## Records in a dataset
* * * * * * *

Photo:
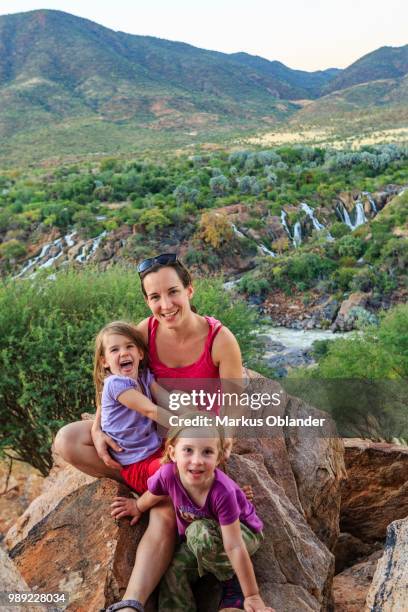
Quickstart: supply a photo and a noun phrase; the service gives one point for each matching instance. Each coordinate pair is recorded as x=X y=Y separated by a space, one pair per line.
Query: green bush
x=48 y=328
x=362 y=380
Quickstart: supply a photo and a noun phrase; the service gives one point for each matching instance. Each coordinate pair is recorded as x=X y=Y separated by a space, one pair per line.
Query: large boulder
x=351 y=586
x=11 y=581
x=308 y=465
x=62 y=480
x=389 y=590
x=376 y=491
x=293 y=567
x=349 y=311
x=317 y=462
x=78 y=549
x=92 y=555
x=20 y=484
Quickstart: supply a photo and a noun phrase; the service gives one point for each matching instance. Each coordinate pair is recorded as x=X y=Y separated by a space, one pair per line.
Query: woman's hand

* * * * * * *

## Required task
Please echo every one of the records above word for word, leaving the pictures out.

## Solved problem
Photo:
Quickstart: supply a photo and a noun phrase; the service gives one point for each matching instance. Each coordinate pair is recorded as x=X y=Y separated by a space, one pair per line.
Query: green bush
x=48 y=328
x=362 y=380
Quickstart: supply a photo and a noun phrase; the service gives one point for each matching instance. Each coordinate pair is recorded as x=X y=Y separated by a space, one pair per line.
Query: large boulder
x=351 y=586
x=11 y=581
x=308 y=465
x=62 y=480
x=389 y=590
x=376 y=491
x=293 y=567
x=349 y=311
x=317 y=462
x=78 y=549
x=92 y=555
x=20 y=484
Quickstart: supply a photo and a noun phrase; the service gives one point for each matching instance. Each coordinate pair is recorded as x=X y=Y separated by a space, one pair per line.
Query: woman's hand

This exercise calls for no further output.